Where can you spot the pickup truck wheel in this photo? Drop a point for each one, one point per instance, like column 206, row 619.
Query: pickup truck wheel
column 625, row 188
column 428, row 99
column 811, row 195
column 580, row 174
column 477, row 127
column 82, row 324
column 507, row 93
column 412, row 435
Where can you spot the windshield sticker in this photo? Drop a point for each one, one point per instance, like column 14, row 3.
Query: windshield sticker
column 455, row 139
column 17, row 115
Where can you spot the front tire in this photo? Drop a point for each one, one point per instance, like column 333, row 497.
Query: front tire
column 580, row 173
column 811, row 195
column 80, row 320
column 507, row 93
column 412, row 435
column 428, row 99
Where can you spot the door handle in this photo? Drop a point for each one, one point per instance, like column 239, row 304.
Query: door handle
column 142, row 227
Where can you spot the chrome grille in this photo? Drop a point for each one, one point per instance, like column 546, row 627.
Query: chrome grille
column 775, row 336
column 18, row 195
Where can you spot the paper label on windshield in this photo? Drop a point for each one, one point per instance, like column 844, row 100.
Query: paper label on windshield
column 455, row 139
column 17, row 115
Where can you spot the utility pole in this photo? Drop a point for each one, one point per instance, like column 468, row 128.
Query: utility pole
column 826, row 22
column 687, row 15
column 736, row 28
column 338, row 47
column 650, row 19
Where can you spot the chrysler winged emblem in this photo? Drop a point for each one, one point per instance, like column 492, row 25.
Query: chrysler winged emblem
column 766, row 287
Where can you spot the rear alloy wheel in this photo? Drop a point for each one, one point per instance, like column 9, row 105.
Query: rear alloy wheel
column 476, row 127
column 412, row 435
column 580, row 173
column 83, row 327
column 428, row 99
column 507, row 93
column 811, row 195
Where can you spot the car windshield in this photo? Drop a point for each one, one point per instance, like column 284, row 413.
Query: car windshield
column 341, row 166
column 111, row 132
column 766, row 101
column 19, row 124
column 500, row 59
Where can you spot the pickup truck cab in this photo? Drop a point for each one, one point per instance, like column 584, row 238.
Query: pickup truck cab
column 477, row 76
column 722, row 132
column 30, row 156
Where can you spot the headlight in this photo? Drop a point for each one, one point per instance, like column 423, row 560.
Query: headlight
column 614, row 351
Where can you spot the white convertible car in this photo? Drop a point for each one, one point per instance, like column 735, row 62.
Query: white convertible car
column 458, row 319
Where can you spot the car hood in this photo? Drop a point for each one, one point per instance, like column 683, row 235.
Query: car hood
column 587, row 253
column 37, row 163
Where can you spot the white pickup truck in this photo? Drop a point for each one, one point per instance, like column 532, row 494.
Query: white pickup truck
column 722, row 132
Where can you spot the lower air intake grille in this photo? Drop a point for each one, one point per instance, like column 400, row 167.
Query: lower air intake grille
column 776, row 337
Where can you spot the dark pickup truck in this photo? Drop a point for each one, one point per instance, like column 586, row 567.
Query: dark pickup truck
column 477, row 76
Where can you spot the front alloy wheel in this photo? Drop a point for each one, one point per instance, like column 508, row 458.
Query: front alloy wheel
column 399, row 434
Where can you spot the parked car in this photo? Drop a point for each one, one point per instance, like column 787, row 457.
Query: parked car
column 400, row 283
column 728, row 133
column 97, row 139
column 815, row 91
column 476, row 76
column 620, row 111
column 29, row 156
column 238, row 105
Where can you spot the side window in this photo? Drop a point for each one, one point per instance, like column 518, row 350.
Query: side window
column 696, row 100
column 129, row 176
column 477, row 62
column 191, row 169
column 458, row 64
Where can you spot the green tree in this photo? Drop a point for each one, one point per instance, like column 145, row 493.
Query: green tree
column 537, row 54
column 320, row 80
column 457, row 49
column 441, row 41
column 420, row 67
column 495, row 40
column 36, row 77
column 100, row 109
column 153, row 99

==========

> **Work to complete**: Copy out every line above word for word, in the same order.

> **Solution to this task**:
Where can you spot the pickup truck wheel in this photo? Drop a point for each one, one point per instance, like column 206, row 619.
Query: pickup truck wheel
column 625, row 188
column 428, row 99
column 811, row 195
column 580, row 174
column 477, row 127
column 82, row 324
column 507, row 93
column 412, row 435
Where can you spot the windshield sticker in this photo? Drop a point for each one, one point per instance, like column 14, row 3.
Query: windshield sticker
column 455, row 139
column 17, row 115
Where can you spot the front tire in this photo? Drop a point for each one, one point per instance, like column 333, row 497.
Query: front tire
column 580, row 173
column 811, row 195
column 80, row 320
column 507, row 93
column 412, row 435
column 428, row 99
Where can you spot the door handle in this photo? Drop a point for each one, one point per instance, like column 239, row 304.
Query: door handle
column 142, row 227
Where can you spot the chrome grille in this photo? Drop a point for each one, one point per instance, like column 546, row 627.
Query: chrome grille
column 775, row 336
column 18, row 195
Where can you spot the paper label on windshield in this photo? Drop a point for each one, one point per instance, like column 844, row 100.
Query: paper label on windshield
column 455, row 139
column 17, row 115
Where can you spot the utility pole in this photo? Drop a point for each one, one point per instance, like column 468, row 128.
Query: utility pole
column 826, row 22
column 687, row 15
column 736, row 28
column 338, row 47
column 650, row 19
Where can you spot the chrysler winged emblem in this photo? Drop a point for each one, one point per instance, like column 492, row 25.
Query: chrysler winged emblem
column 766, row 287
Where can you spot the rear alloy wheel in this photo? Drop a point for each one, one point per instance, like column 9, row 105.
Query: rear alloy wheel
column 476, row 127
column 412, row 435
column 580, row 173
column 83, row 327
column 428, row 99
column 507, row 93
column 811, row 195
Where can you spot the car windshield in this photo? Drop a point for each one, one point per instance, like column 284, row 413.
Query: car windshield
column 341, row 166
column 111, row 132
column 766, row 101
column 19, row 124
column 500, row 59
Where can you spot the pickup truck cab in this photo? Drop a point for each one, one point per instance, like column 584, row 238.
Query: pickup truck cab
column 477, row 76
column 722, row 132
column 30, row 156
Where can you spot the headlight in this photo? Drop a point for each one, one point per instance, like column 423, row 560.
Query: headlight
column 614, row 351
Where can you spot the white convertible car in this photo? Drop a point for each one, one point per instance, like column 735, row 62.
Query: white convertible car
column 458, row 319
Where can you spot the car hood in this photo? Drop a point for each one, one point per instance, like column 683, row 235.
Query: car hood
column 587, row 253
column 37, row 163
Where can you spot the white pickup truck in this photo? Drop a point for each one, one point per instance, like column 532, row 494.
Query: white pickup truck
column 722, row 132
Where can you spot the lower air intake grille in this photo? Drop a point for each one, one point per instance, like column 400, row 167.
Query: lower air intake grille
column 776, row 337
Where can you spot the dark pickup truck in this photo? Drop a point for each one, one point per instance, like column 586, row 567.
Query: dark pickup truck
column 477, row 76
Where can you spot the front alloy wheel in this photo? Drop a point for each one, one point per instance, like column 508, row 458.
Query: front alloy wheel
column 399, row 434
Where can you spot the parked car in this photo? Drop a point for each one, one point per instance, like column 787, row 457.
Query: parked car
column 400, row 283
column 728, row 133
column 97, row 139
column 815, row 91
column 476, row 76
column 620, row 111
column 29, row 156
column 238, row 105
Where can you spot the side window in this photo? Drop a point for each one, one point per instance, like column 518, row 350.
Query: side window
column 696, row 100
column 129, row 176
column 477, row 62
column 191, row 169
column 458, row 64
Where can you spot the green tree in this photo? Drop a point for each one, one point per instance, like column 145, row 493.
Query: green tree
column 537, row 54
column 320, row 80
column 457, row 49
column 441, row 41
column 420, row 67
column 495, row 40
column 36, row 77
column 100, row 109
column 153, row 99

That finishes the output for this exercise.